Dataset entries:

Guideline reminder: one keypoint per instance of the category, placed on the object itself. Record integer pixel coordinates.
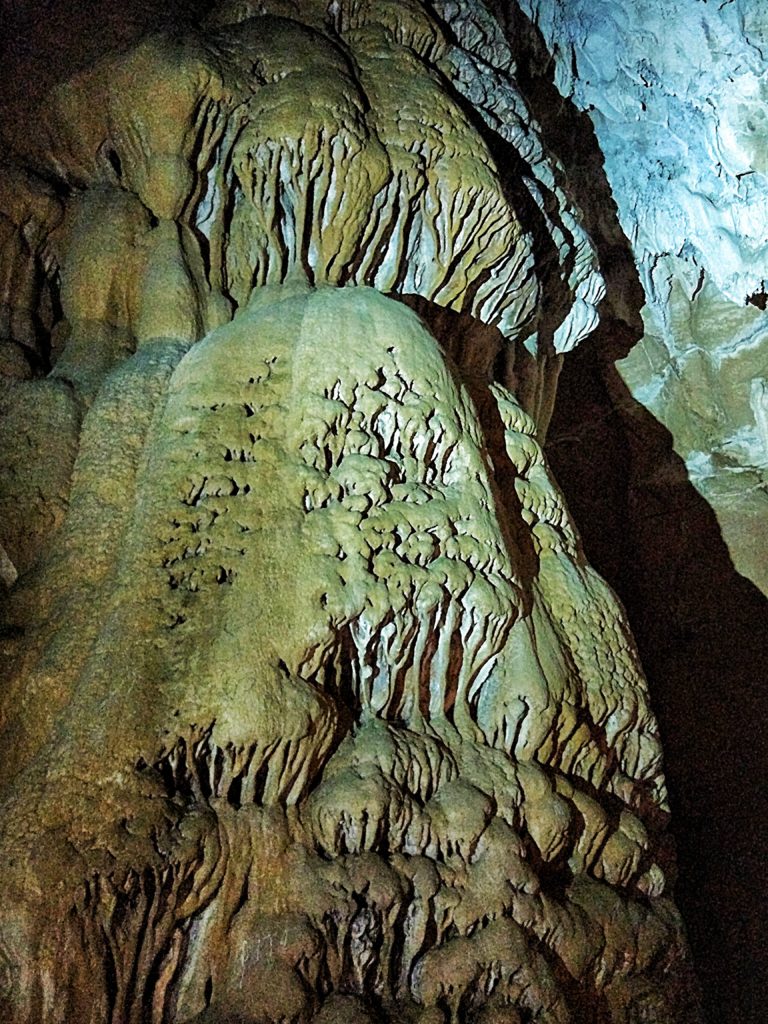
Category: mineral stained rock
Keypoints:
(315, 711)
(677, 94)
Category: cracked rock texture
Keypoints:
(314, 709)
(677, 93)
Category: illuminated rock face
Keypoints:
(315, 710)
(677, 95)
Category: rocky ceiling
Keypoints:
(567, 200)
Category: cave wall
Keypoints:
(315, 707)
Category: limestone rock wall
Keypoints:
(676, 93)
(314, 709)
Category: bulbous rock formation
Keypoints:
(315, 711)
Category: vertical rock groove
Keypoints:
(314, 710)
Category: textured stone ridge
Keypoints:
(315, 711)
(677, 94)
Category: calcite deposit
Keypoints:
(314, 711)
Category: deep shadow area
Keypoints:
(701, 629)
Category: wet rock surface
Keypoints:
(315, 709)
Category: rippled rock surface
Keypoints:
(315, 711)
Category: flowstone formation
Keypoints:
(676, 90)
(315, 711)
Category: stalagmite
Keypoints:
(315, 710)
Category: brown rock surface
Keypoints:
(315, 710)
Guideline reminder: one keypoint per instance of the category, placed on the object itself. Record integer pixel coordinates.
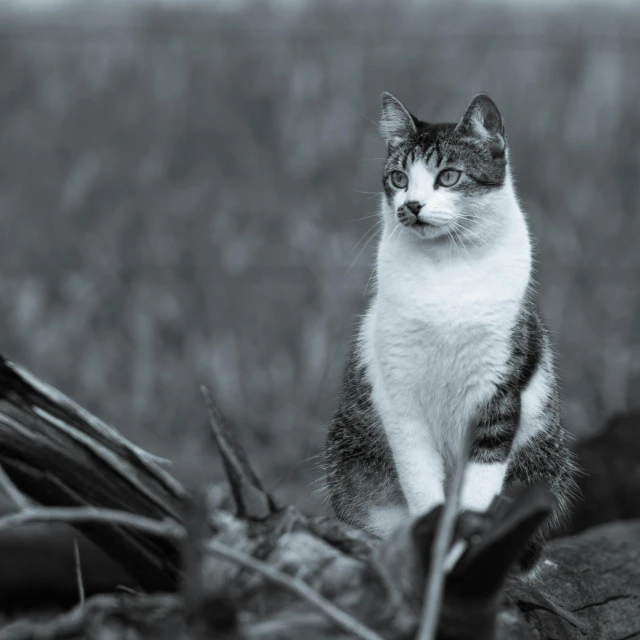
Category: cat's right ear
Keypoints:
(396, 123)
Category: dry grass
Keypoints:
(180, 200)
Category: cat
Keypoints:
(452, 335)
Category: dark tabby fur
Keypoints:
(358, 461)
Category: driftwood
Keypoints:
(262, 571)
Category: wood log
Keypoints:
(248, 572)
(58, 454)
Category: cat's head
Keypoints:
(443, 180)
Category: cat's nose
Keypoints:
(414, 206)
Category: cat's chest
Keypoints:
(442, 344)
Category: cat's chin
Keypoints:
(426, 230)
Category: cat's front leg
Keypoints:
(487, 467)
(418, 464)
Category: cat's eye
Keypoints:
(399, 179)
(448, 177)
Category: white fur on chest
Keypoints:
(436, 338)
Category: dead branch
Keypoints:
(269, 565)
(59, 455)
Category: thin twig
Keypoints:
(12, 491)
(80, 582)
(73, 622)
(296, 586)
(172, 530)
(444, 533)
(74, 515)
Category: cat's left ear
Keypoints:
(483, 121)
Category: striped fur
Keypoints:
(452, 333)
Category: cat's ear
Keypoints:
(396, 123)
(483, 121)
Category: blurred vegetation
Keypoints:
(182, 196)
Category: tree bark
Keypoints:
(59, 455)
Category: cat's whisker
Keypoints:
(373, 215)
(371, 237)
(364, 235)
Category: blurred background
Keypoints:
(186, 193)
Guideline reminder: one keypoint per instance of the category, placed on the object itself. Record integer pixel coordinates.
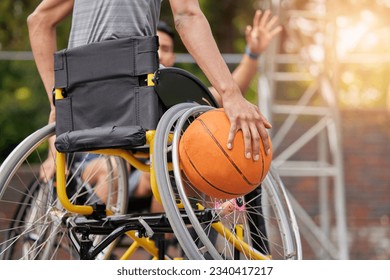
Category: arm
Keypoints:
(258, 38)
(191, 25)
(42, 33)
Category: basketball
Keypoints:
(214, 169)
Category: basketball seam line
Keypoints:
(227, 156)
(212, 185)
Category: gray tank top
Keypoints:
(98, 20)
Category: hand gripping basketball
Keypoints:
(214, 169)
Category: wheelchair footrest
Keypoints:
(123, 137)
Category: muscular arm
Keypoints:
(258, 36)
(42, 33)
(196, 35)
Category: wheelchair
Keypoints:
(63, 218)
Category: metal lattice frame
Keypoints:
(328, 236)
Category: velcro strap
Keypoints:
(124, 137)
(125, 57)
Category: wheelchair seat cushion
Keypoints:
(123, 137)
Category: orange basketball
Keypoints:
(214, 169)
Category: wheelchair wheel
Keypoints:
(260, 225)
(32, 221)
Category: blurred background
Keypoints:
(323, 83)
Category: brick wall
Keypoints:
(366, 145)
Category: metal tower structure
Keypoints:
(297, 94)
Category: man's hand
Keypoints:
(261, 33)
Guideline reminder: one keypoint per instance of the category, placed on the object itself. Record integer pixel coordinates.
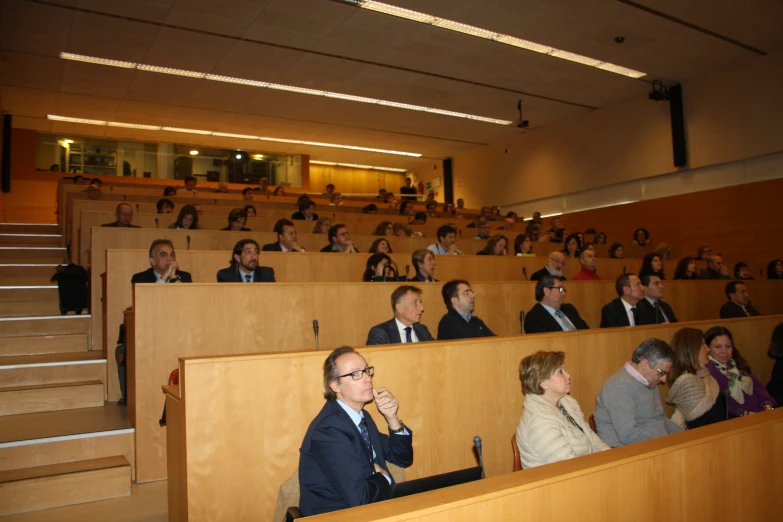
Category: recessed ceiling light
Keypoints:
(486, 34)
(70, 119)
(280, 87)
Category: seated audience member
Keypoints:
(124, 215)
(622, 311)
(165, 206)
(163, 266)
(554, 267)
(322, 226)
(244, 266)
(616, 251)
(306, 210)
(380, 246)
(523, 246)
(459, 321)
(236, 220)
(379, 268)
(693, 392)
(733, 373)
(384, 228)
(424, 264)
(628, 407)
(405, 327)
(552, 427)
(572, 246)
(495, 246)
(715, 269)
(641, 237)
(551, 314)
(588, 261)
(287, 240)
(738, 304)
(447, 238)
(652, 309)
(686, 269)
(652, 265)
(343, 457)
(775, 385)
(340, 240)
(742, 272)
(775, 269)
(187, 219)
(482, 229)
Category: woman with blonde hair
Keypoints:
(552, 427)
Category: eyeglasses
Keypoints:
(358, 374)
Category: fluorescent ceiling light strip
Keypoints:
(279, 87)
(70, 119)
(479, 32)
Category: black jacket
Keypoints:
(148, 276)
(538, 320)
(731, 310)
(262, 274)
(541, 273)
(647, 312)
(454, 326)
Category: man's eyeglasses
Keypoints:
(357, 375)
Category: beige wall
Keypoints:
(730, 115)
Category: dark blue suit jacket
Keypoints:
(335, 469)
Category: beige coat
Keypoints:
(545, 435)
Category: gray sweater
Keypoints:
(627, 411)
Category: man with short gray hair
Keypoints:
(628, 408)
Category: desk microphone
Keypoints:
(477, 445)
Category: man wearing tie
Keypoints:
(551, 314)
(622, 311)
(343, 458)
(404, 327)
(739, 302)
(652, 309)
(244, 266)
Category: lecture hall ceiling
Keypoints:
(332, 46)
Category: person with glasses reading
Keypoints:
(628, 407)
(404, 327)
(459, 322)
(551, 314)
(344, 458)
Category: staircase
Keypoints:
(60, 442)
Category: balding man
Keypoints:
(124, 215)
(554, 267)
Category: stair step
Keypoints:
(55, 485)
(19, 400)
(43, 344)
(44, 325)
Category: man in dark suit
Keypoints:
(622, 311)
(652, 308)
(124, 215)
(739, 302)
(286, 238)
(343, 457)
(404, 327)
(459, 322)
(163, 266)
(551, 314)
(554, 267)
(244, 266)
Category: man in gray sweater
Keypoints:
(628, 408)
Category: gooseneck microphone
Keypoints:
(477, 445)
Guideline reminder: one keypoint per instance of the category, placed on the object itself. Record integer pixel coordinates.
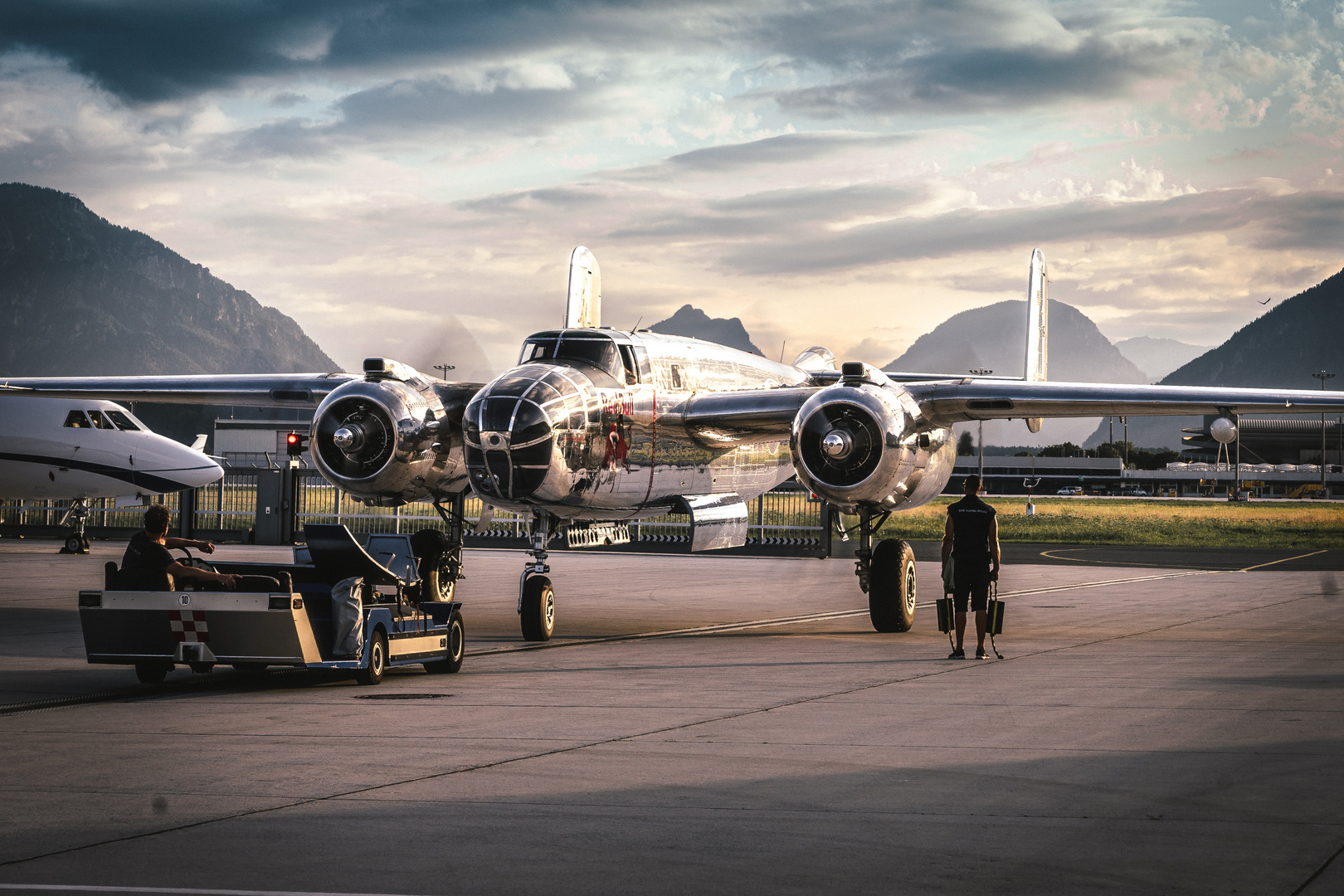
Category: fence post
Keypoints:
(186, 512)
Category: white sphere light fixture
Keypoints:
(1224, 430)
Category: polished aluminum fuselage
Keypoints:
(622, 450)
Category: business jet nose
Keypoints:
(206, 473)
(175, 462)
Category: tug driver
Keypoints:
(971, 539)
(149, 553)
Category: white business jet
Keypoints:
(80, 449)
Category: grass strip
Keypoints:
(1166, 523)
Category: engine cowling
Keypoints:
(862, 445)
(375, 438)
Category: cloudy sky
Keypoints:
(845, 173)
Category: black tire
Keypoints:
(436, 587)
(538, 609)
(152, 674)
(891, 586)
(455, 648)
(431, 551)
(377, 666)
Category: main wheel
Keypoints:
(455, 648)
(377, 665)
(152, 674)
(891, 586)
(538, 609)
(436, 586)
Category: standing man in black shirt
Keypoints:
(149, 551)
(972, 540)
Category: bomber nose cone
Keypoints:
(509, 445)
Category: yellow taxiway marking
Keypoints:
(186, 891)
(1053, 555)
(1283, 561)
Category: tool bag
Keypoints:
(944, 603)
(995, 617)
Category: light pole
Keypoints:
(1322, 377)
(980, 371)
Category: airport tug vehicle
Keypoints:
(340, 606)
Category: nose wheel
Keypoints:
(535, 594)
(77, 542)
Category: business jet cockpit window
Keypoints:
(587, 347)
(124, 421)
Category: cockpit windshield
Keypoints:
(576, 345)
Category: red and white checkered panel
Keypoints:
(190, 626)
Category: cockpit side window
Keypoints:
(587, 347)
(628, 363)
(123, 421)
(641, 362)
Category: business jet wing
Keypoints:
(254, 390)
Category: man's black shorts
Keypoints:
(971, 582)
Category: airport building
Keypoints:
(257, 444)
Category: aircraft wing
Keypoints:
(728, 419)
(256, 390)
(979, 399)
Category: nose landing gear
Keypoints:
(535, 596)
(77, 542)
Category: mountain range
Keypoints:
(694, 323)
(1157, 358)
(995, 338)
(1278, 349)
(84, 297)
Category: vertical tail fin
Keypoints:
(1038, 308)
(585, 301)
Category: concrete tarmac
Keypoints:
(1151, 730)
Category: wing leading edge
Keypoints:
(969, 399)
(256, 390)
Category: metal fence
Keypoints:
(229, 509)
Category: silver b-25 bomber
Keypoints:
(597, 427)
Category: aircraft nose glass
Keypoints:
(509, 445)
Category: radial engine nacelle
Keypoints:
(863, 444)
(381, 438)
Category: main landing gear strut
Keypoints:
(535, 596)
(886, 574)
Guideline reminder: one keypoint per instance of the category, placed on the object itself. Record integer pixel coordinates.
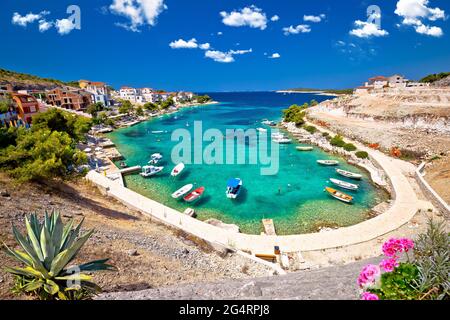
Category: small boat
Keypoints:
(328, 162)
(190, 212)
(269, 123)
(234, 187)
(277, 135)
(182, 191)
(282, 140)
(349, 174)
(339, 195)
(149, 171)
(178, 169)
(195, 195)
(155, 158)
(305, 148)
(123, 165)
(345, 185)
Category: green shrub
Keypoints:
(337, 141)
(362, 154)
(311, 129)
(349, 147)
(47, 248)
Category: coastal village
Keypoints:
(415, 199)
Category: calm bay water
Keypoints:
(294, 197)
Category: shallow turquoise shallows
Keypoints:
(294, 198)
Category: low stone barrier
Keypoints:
(429, 191)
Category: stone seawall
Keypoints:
(430, 193)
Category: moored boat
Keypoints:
(149, 171)
(339, 195)
(305, 148)
(190, 212)
(195, 195)
(234, 187)
(178, 169)
(155, 158)
(345, 185)
(182, 191)
(328, 162)
(349, 174)
(282, 140)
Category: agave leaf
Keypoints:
(98, 265)
(32, 286)
(34, 240)
(62, 259)
(75, 277)
(51, 287)
(48, 249)
(29, 250)
(19, 255)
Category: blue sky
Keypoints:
(135, 50)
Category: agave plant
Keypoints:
(48, 248)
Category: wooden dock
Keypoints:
(269, 227)
(130, 170)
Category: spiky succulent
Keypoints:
(48, 248)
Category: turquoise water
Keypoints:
(294, 197)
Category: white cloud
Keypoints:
(312, 18)
(429, 31)
(23, 21)
(367, 30)
(64, 26)
(44, 25)
(249, 16)
(301, 28)
(275, 18)
(182, 44)
(139, 12)
(275, 56)
(225, 57)
(414, 12)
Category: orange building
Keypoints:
(26, 106)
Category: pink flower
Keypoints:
(369, 296)
(393, 246)
(369, 275)
(389, 265)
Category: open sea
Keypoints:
(294, 197)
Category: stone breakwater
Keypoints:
(376, 173)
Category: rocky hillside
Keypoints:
(23, 81)
(335, 283)
(443, 83)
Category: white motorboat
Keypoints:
(178, 169)
(328, 162)
(182, 191)
(345, 185)
(155, 158)
(190, 212)
(349, 174)
(234, 187)
(305, 148)
(149, 171)
(282, 140)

Your task: What lines of the data contain the string "suit"? List them.

Exercise output:
Category: dark blue suit jacket
Category: man in dark suit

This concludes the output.